Render these rows as a numbered list, leaving out any blank lines.

___ Dataset extract ___

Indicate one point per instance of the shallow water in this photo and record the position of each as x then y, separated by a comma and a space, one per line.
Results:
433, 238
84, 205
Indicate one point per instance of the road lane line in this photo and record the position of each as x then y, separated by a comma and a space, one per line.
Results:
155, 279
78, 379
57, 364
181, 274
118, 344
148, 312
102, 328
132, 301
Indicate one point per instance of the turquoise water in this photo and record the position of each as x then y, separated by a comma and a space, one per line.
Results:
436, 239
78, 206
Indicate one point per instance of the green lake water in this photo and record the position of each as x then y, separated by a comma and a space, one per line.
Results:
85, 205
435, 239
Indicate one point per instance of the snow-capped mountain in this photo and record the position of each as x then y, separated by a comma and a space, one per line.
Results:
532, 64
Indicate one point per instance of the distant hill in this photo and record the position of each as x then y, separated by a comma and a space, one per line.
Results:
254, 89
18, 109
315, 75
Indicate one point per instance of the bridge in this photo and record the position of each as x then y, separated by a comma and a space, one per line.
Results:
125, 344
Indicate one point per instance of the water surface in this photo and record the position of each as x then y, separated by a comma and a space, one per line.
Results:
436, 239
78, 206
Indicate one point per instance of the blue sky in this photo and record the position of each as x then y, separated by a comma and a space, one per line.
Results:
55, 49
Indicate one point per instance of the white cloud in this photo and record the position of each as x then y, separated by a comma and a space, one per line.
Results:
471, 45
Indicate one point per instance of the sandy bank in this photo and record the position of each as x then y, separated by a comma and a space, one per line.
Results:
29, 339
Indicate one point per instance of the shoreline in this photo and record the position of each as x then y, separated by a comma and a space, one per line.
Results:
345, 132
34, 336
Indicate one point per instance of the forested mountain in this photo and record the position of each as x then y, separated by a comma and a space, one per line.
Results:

___

Response to this exercise
1. Indicate one point per instance of the shallow water in this photo and record the position of each as x then y, separated by a comma and a space, one per line.
2. Results:
3. 433, 238
4. 84, 205
5. Indicate one point per instance of the road lane line in this photo and record the position of each as x then y, separated by a comma and a space, one per line.
6. Results:
7. 155, 279
8. 78, 379
9. 57, 364
10. 181, 274
11. 118, 344
12. 148, 312
13. 102, 328
14. 132, 301
15. Indicate one point per instance of the turquoise water in this photo and record the position of each as x then y, separated by a comma and a space, one per line.
16. Results:
17. 436, 239
18. 78, 206
19. Indicate one point per instance of the green lake water in this photo and record the position of each as x then y, separated by a comma and a space, one per line.
20. Results:
21. 85, 205
22. 435, 239
23. Indicate one point per instance of the snow-capped mountain in this photo and record the position of each as x then y, separated by a comma and a space, one per line.
24. Results:
25. 532, 64
26. Indicate one point per instance of the distant hill in this photo and record the position of each as x then y, separated by a comma and a space, one per line.
27. Results:
28. 254, 89
29. 18, 109
30. 315, 75
31. Indicate one point per instance of the bridge in this photo and record the position of each as x then y, separated by a comma and a space, one per line.
32. Results:
33. 125, 344
34. Indicate one point per instance of the water surface in this photo and record the position of each as x then y, separated by a comma and a space, one per line.
35. Results:
36. 436, 239
37. 78, 206
38. Indicate one point per instance of the blue sky in this photo and record the position of each as x then y, separated by a comma and a space, one per line.
39. Results:
40. 55, 49
41. Indicate one point per instance of the white cloud in this photo and record the position of each as x then y, separated by a comma and a space, one per line.
42. Results:
43. 471, 45
44. Indicate one point per instance of the sandy bank in this photo and record the position of each as x then y, separated by a comma and a space, one per line.
45. Results:
46. 29, 339
47. Indicate one point per instance of the shoreline in this photo and record the position of each as x then y, separated by a comma and a space, one per line.
48. Results:
49. 345, 132
50. 34, 336
51. Indicate one point per instance of the forested mountain in this photo and record the position of each as x then y, separated by a comma and a space, one per line.
52. Results:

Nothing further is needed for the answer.